### RECORDS SHOWN:

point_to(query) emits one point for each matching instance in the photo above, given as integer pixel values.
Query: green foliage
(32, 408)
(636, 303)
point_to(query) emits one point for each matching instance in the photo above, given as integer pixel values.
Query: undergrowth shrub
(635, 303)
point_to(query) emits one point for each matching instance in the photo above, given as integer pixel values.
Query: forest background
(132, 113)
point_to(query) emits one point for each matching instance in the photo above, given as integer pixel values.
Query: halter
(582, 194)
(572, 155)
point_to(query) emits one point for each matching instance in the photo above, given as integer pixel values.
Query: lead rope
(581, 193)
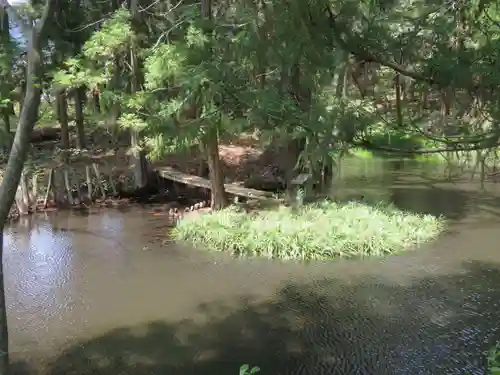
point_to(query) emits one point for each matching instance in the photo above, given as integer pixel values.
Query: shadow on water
(435, 325)
(418, 188)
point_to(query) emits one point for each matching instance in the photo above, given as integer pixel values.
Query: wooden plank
(235, 189)
(301, 179)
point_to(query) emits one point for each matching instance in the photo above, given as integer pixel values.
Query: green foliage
(246, 370)
(324, 230)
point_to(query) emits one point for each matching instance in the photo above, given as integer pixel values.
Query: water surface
(101, 294)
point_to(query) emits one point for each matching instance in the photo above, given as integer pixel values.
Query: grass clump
(323, 230)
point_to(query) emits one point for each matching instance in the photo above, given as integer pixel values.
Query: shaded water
(101, 294)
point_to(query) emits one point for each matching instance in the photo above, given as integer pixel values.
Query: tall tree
(18, 154)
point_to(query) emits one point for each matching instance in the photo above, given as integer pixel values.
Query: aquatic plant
(324, 230)
(246, 370)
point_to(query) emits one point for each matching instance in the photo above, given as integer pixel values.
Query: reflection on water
(99, 294)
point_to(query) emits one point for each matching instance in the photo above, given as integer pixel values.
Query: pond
(103, 293)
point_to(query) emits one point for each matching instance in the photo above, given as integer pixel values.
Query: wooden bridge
(233, 188)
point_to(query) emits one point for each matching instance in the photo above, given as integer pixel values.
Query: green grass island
(317, 231)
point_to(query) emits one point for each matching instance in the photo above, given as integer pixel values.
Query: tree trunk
(62, 117)
(80, 131)
(219, 198)
(138, 158)
(6, 121)
(17, 157)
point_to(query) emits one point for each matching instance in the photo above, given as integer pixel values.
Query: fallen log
(234, 189)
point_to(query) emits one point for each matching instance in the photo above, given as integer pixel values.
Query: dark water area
(101, 293)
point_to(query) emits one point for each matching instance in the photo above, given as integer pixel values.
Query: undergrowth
(323, 230)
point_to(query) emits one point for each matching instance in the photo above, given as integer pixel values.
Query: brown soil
(242, 159)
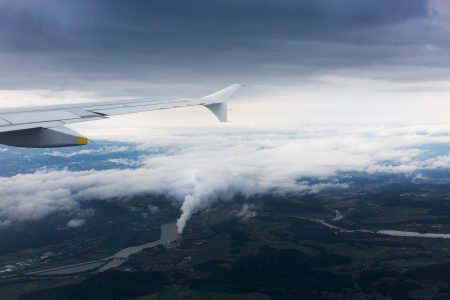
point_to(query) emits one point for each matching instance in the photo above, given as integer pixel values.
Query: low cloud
(204, 166)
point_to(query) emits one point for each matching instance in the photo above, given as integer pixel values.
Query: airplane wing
(43, 126)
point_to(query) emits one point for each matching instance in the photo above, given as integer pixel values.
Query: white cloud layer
(206, 165)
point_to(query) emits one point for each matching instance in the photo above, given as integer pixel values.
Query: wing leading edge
(43, 126)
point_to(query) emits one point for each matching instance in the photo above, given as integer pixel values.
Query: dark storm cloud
(176, 38)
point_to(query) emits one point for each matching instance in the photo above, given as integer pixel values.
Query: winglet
(219, 100)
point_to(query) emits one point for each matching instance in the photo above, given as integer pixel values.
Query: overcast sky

### EXERCISE:
Instructions for the listing above: set down every entry exactly and drop any image.

### SOLUTION BELOW:
point_to(query) emits one point for each matching instance in the photo above, given as integer pixel values.
Query: green foliage
(32, 408)
(636, 303)
point_to(query) emits one point for each matching instance in the photo above, given as integer pixel values.
Query: undergrowth shrub
(635, 303)
point_to(query) emits one point for each matching instance in the photo above, given as integer pixel values.
Query: forest background
(132, 113)
point_to(query) emits one point for each matching instance in the photo above, given as integer pixel values.
Query: halter
(582, 194)
(572, 155)
point_to(query) emits one point for each matching instance in the photo above, given as integer pixel values.
Query: lead rope
(581, 193)
point_to(query) emits one point for each matching instance in the photo above, given as integer pixel values.
Query: shadow on water
(435, 325)
(418, 188)
point_to(query) emits one point for each matching instance in the photo above, given as integer pixel values.
Query: wooden plank
(235, 189)
(301, 179)
point_to(query) emits one point for each matching instance in the photo above, given as integer pixel values.
Query: green foliage
(246, 370)
(324, 230)
point_to(query) emits one point for each matching instance in the photo above, given as integer pixel values.
Query: water surface
(101, 294)
point_to(query) emits one point for each matching instance in the photo above, given as integer pixel values.
Query: grass clump
(323, 230)
point_to(query) emits one point for each matching instance in the photo above, given as integer pixel values.
Query: shaded water
(101, 294)
point_to(query) emits one point for each matching instance in the photo above, given as integer pixel values.
Query: tall tree
(18, 154)
point_to(query) emits one point for each matching instance in the photo above, given as integer pixel values.
Query: aquatic plant
(324, 230)
(246, 370)
point_to(query) emits one point for each matching instance in the photo above, given as integer pixel values.
Query: reflection on water
(99, 294)
point_to(query) emits one point for each matching instance in the photo above, given as integer pixel values.
Query: pond
(103, 293)
point_to(query) emits one point for each matching instance in the photo above, given as integer pixel values.
Query: wooden bridge
(233, 188)
point_to(query) emits one point for each matching instance in the photo above, given as integer pixel values.
Query: green grass island
(317, 231)
point_to(query) emits one point for each matching instance in the photo above, given as integer pixel values.
Query: tree trunk
(62, 117)
(80, 131)
(219, 198)
(138, 158)
(6, 121)
(17, 157)
point_to(query) emits one point for each matching instance in the photo above, given as integer pixel values.
Query: fallen log
(234, 189)
point_to(query) emits one point for each matching instance in the photo above, given as integer pixel values.
Query: dark water area
(101, 293)
point_to(query) emits one point for each matching instance in the photo above, given as integer pixel values.
Query: undergrowth
(323, 230)
point_to(query) emits one point for each matching instance in the photo above, given as integer pixel values.
Query: brown soil
(242, 159)
point_to(query) emits one point for each matching instance in the photo above, given as integer pixel values.
Query: low cloud
(204, 166)
point_to(query) emits one point for each matching instance in the photo above, given as integer pixel values.
Query: airplane wing
(43, 126)
point_to(query) emits one point for each matching instance in the photo above, given as integer pixel values.
Query: white cloud layer
(206, 165)
point_to(query) emits one point for each matching instance in the photo above, given as integer pixel values.
Query: wing leading edge
(43, 126)
point_to(query) emits one point for each matching instance in the photo above, given as integer pixel values.
Query: dark storm cloud
(176, 38)
point_to(query) emits one point for each matching instance in the photo above, given as integer pixel values.
Query: winglet
(219, 100)
point_to(query) emits one point for each matching instance in the photo above, given as integer pixel values.
Query: overcast sky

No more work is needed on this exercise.